WORK INSTRUCTIONS: Please copy, exactly as they appear below, the lines from the one containing "Place one point per instance of the wooden balcony." through the one containing "Place one point per instance of the railing".

DATA IN THIS EXERCISE:
################

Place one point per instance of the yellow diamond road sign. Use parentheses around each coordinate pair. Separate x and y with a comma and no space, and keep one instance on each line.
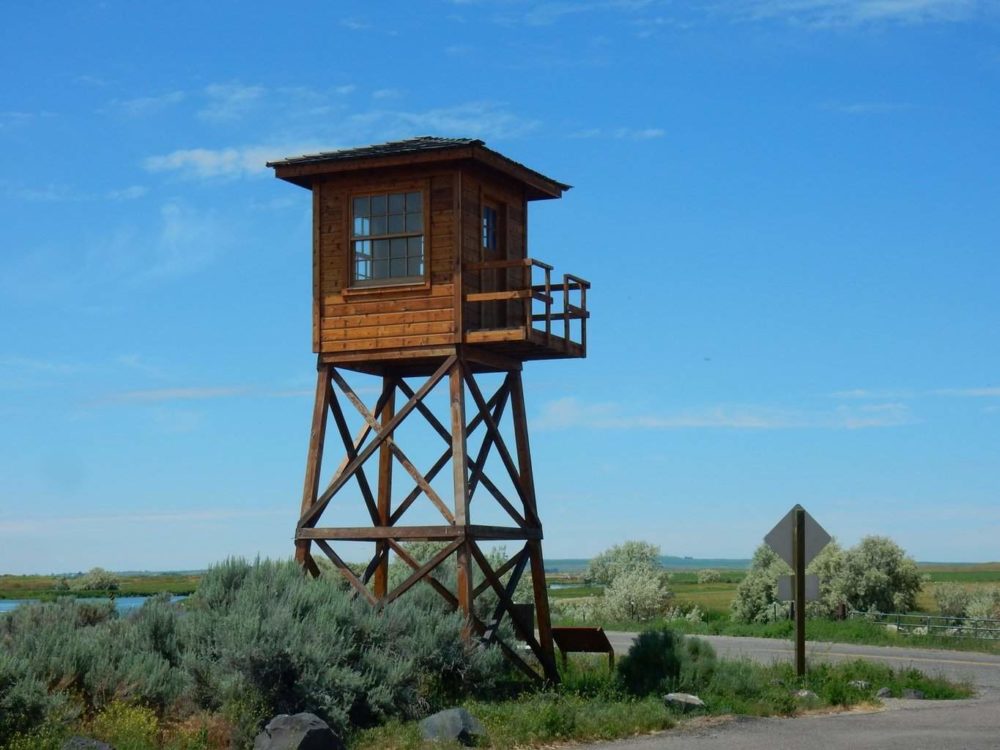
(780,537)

################

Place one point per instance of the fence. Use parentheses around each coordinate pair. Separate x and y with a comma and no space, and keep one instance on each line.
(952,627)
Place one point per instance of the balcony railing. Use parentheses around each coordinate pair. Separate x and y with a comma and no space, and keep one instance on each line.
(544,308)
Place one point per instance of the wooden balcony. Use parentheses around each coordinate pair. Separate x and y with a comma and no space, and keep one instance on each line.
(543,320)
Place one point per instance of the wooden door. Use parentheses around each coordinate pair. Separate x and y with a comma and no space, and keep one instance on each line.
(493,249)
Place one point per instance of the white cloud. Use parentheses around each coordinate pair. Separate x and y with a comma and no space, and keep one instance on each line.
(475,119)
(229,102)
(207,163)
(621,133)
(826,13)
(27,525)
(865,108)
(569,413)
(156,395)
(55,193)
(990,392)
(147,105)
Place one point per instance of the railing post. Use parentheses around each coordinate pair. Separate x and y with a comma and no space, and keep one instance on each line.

################

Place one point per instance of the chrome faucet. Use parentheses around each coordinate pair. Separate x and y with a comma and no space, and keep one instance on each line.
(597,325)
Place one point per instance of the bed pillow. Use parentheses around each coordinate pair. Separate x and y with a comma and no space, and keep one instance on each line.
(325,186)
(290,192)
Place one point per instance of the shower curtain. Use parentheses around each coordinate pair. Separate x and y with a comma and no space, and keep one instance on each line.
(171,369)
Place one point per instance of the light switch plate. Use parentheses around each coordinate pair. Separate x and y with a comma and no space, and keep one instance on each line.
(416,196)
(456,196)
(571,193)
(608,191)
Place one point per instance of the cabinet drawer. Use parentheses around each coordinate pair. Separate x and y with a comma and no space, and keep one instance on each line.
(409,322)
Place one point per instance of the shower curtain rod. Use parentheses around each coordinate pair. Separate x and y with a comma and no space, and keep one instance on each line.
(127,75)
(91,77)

################

OUTPUT OF THE EXERCISE:
Place one point per instance of the wooden balcony. Use parentheses around each coordinate pair. Separate x and y with a comma and no space, and keep one instance on each line.
(543,320)
Place one point per instance of the wooden door. Use parentheses around each coordinate pair. Separate x and y with a comma and no space, and keep one instance on each line.
(493,249)
Place one point per instance of the white cloud. Use parentheses around each coordinate pair. Separate x and y with a comma and no space, and keep one instance on each line.
(475,119)
(229,102)
(207,163)
(621,133)
(826,13)
(27,525)
(865,108)
(569,413)
(156,395)
(55,193)
(990,392)
(147,105)
Place one point per instance of the railing post. Use parentheses around each coordinate pair. Separate x and y with a comma and no space, and keep one instance on each line.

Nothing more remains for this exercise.